> Problems and tasks
1 – Transcribe the part of the marble client walkthrough starting at "You can use" and ending at "marble-client REST APIs.".
2 – According to the marble client walkthrough, what does the -d argument do when the Fabric network is shut down?
──────── Source passage
You can send test transactions by using the Swagger UI of the gateway service, e.g., insert a new marble by posting the following transaction:

{
  "connection_id": "16453564131388984820",
  "type": "INVOKE",
  "chaincode_id": "marble_cc",
  "transaction": "initMarble",
  "parameter": [
    "marble1","blue","35","tom"
  ]
}

By using the same Flogo modeling UI, we can implement a client app, e.g., marble_client.json, that updates or queries the Fabric distributed ledger by using the marble chaincode. Use the following script to build and run the client app as a Kubernetes service.

# generate network config if skipped the previous gateway test
cd ${HOME}/fabric-operation/service
./gateway.sh config

# build and start client using the generated network config
cd ../dovetail
./dovetail.sh config-app -m samples/marble_client/marble_client.json
./dovetail.sh start-app -m marble_client.json

The above command will start 2 instances of the marble-client and expose a load-balancer end-point for other applications to invoke the service. Once the script completes successfully, it will print out the service end-point as, e.g.,

access marble-client servcice at http://34.83.160.221:7091

You can use this end-point to update or query the blockchain ledger. marble.postman_collection.json contains a set of REST messages that you can import to Postman and invoke the marble-client REST APIs.

Stop the client app after tests complete:

./dovetail.sh stop-app -m marble_client.json

Stop Fabric network and cleanup persistent data

cd ../network
./network.sh shutdown -d

This command shuts down orderers and peers, and the last argument -d means to delete all persistent data as well. If you do not use the argument -d, it would keep the test ledger file in the Google Cloud Filestore, and so it can be loaded when the network restarts. You can verify the result using the following command.

• kubectl get svc,pod should not list any running orderers or peers;
• The orderers and peers' persistent data folder, e.g., /mnt/share/netop1.com/peers/peer-0/data would be deleted if the option -d is used.
────────────────
──────── Provided material
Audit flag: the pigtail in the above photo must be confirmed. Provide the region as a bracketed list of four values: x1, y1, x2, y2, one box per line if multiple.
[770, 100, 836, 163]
────────────────
> Your responses
1 –
You can use this end-point to update or query the blockchain ledger. marble.postman_collection.json contains a set of REST messages that you can import to Postman and invoke the marble-client REST APIs.

2 – It deletes all persistent data.